◆ Written instruction ◆
Repeat the lines of the records below without changes, beginning at the line containing "sea lion's eye" and stopping after the line containing "pixel 246 164". Give only those lines.

◆ Exercise input ◆
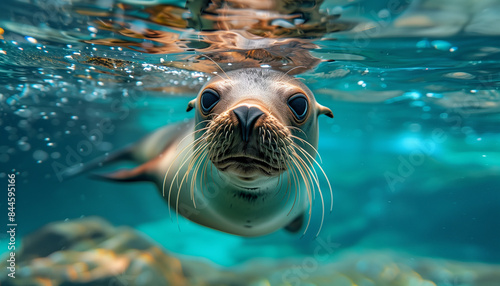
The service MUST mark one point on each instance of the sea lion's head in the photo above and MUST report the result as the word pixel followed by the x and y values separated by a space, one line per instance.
pixel 257 122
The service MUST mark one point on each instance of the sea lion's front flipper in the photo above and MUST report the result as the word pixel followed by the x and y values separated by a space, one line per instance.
pixel 296 224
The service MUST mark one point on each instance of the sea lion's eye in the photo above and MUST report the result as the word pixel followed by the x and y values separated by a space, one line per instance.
pixel 209 99
pixel 298 105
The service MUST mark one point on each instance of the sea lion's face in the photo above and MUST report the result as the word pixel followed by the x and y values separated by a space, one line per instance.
pixel 257 122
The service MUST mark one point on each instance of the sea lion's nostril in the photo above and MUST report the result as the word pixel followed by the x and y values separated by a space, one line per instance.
pixel 247 118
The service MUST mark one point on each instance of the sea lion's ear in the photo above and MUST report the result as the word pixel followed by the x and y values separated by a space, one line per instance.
pixel 325 110
pixel 191 105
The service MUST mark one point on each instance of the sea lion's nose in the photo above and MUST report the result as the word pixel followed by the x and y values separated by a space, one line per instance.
pixel 247 118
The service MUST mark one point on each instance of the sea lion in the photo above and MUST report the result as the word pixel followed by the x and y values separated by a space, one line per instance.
pixel 245 164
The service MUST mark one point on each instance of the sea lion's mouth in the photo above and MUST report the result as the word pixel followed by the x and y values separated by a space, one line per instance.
pixel 246 164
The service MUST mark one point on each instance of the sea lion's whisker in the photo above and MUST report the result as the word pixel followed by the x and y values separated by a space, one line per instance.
pixel 200 160
pixel 297 129
pixel 297 182
pixel 182 181
pixel 191 146
pixel 308 144
pixel 176 177
pixel 319 191
pixel 308 194
pixel 191 134
pixel 310 165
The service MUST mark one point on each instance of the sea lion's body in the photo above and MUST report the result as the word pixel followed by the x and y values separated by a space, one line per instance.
pixel 237 167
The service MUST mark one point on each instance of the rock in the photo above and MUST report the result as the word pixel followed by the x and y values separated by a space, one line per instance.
pixel 90 251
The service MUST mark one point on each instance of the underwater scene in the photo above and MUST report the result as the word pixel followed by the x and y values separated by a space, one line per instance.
pixel 325 142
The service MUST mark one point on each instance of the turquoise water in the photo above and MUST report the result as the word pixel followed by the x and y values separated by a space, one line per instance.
pixel 413 153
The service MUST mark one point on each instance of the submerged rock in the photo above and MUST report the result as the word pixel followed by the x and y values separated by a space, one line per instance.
pixel 90 251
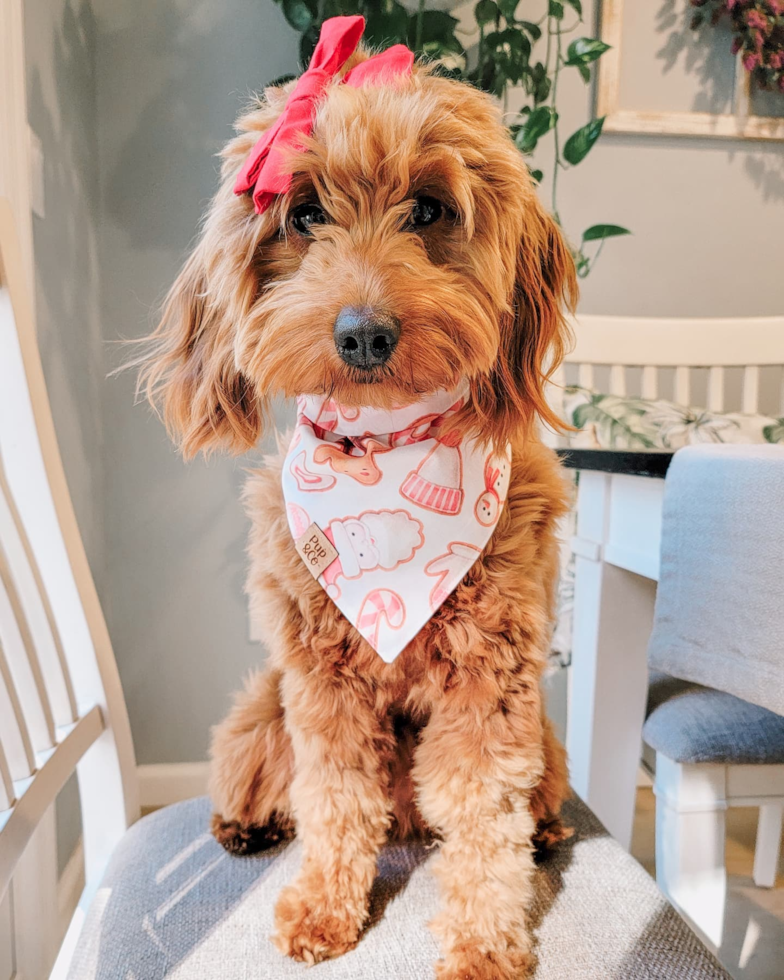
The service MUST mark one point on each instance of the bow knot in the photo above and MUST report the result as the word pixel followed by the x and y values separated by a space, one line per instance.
pixel 264 172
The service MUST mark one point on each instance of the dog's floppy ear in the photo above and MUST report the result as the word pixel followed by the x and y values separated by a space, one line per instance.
pixel 189 370
pixel 536 334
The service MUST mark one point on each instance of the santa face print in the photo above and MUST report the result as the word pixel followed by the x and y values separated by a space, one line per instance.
pixel 491 500
pixel 363 545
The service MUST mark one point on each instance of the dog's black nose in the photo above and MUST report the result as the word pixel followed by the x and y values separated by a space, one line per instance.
pixel 364 337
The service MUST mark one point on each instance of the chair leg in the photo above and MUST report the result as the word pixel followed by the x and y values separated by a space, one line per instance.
pixel 766 852
pixel 690 833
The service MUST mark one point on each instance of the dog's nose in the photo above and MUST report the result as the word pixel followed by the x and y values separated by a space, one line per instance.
pixel 364 337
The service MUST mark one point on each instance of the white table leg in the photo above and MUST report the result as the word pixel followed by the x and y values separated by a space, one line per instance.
pixel 766 852
pixel 690 833
pixel 613 615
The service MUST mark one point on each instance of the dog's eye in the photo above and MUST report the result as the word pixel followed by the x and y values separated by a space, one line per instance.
pixel 426 211
pixel 304 216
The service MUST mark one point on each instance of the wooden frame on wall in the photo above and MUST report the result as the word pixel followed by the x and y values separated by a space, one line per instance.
pixel 742 124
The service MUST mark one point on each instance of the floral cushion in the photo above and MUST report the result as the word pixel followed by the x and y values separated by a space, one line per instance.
pixel 614 422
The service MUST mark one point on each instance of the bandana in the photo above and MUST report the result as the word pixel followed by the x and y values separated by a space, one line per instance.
pixel 388 511
pixel 264 172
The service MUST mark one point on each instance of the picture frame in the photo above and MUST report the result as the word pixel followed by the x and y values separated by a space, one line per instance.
pixel 740 124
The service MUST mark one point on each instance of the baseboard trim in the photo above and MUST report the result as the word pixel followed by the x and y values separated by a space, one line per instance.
pixel 170 782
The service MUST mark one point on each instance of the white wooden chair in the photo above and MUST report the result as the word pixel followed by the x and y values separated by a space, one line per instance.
pixel 61 705
pixel 619 522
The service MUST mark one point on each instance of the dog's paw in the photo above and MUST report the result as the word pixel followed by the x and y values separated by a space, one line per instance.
pixel 241 840
pixel 469 962
pixel 549 834
pixel 309 931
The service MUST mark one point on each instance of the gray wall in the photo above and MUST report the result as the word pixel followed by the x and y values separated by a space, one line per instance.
pixel 170 80
pixel 154 87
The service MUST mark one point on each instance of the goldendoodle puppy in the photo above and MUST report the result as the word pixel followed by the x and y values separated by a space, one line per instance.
pixel 377 246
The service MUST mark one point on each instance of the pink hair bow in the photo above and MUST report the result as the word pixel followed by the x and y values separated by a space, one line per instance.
pixel 264 171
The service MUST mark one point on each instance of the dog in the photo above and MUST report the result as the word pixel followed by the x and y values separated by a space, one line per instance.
pixel 407 205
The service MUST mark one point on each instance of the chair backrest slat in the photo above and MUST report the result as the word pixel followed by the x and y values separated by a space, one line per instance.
pixel 716 389
pixel 61 704
pixel 14 734
pixel 618 380
pixel 650 381
pixel 6 783
pixel 23 663
pixel 44 635
pixel 682 385
pixel 750 397
pixel 684 344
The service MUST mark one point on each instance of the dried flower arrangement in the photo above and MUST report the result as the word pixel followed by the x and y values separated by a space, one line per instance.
pixel 758 28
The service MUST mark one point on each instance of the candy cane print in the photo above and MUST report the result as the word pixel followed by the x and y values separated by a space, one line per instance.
pixel 307 480
pixel 379 605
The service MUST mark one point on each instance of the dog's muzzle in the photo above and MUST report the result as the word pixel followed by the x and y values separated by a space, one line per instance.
pixel 364 337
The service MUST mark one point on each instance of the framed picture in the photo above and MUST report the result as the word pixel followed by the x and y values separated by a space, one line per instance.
pixel 663 78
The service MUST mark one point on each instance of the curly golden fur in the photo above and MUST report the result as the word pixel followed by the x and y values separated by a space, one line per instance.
pixel 450 738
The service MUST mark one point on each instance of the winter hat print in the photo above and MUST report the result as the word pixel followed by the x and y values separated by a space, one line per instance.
pixel 437 483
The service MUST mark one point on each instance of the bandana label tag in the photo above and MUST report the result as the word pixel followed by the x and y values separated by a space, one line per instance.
pixel 316 550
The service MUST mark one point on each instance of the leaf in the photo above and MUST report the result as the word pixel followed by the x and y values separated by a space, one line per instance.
pixel 584 50
pixel 534 30
pixel 280 81
pixel 508 8
pixel 579 143
pixel 509 50
pixel 300 13
pixel 537 123
pixel 539 83
pixel 485 12
pixel 599 232
pixel 585 72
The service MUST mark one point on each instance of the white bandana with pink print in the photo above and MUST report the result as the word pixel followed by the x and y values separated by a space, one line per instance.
pixel 407 507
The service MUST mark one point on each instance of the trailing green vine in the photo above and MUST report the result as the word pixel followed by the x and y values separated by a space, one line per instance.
pixel 509 53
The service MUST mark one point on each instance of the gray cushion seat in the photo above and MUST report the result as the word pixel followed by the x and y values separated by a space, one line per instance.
pixel 690 723
pixel 173 904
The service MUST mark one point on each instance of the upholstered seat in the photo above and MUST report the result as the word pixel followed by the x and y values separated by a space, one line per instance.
pixel 689 723
pixel 174 905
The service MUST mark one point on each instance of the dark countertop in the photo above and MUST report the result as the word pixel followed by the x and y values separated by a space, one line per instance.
pixel 631 462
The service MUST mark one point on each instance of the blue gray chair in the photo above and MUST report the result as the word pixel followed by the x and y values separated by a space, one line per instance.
pixel 719 627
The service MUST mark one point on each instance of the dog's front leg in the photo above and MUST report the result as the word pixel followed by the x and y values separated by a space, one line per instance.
pixel 341 807
pixel 479 760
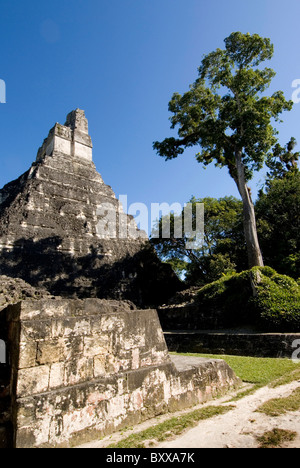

◆ Result of this task ◆
The service MUST mark one point on each instance of the sea lion's eye in the photo above and MUST report the result as the word pixel followed by the x and y values separated by a space, one line per instance.
pixel 209 99
pixel 298 105
The service MUST mark one point on each instance of the sea lion's face in the photo above and MUST report the result as the word pixel followed by the x and y values separated by a space, one line per instance.
pixel 257 122
The service MUST mark one point on each instance of the sea lion's nostril in the photo above and MUST report the result as the word pixel followed by the x and y values separated by a space, one line per instance.
pixel 247 118
The service MUST mark one point on each instance of the sea lion's ear in the photo above and MUST report the result as the word pixel followed by the x and y values separated by a space, one line per instance.
pixel 325 110
pixel 191 105
The service MUST mark one point on each instance of the sea lion's nose in the photo above and MUST report the result as the word pixel followed by the x and y values separated by a space, one line per instance.
pixel 247 118
The service MUST mark one point on each instance of the sea lion in the photo above and MUST report the result as the word pixel followed by the x and y values separated by a space, one line per instance.
pixel 245 164
The service MUST mark one point on each instance of the sea lion's mouth in the photo above and MUST report the result as the word pixel followed by the x and y values separated by a space, one line per instance.
pixel 246 164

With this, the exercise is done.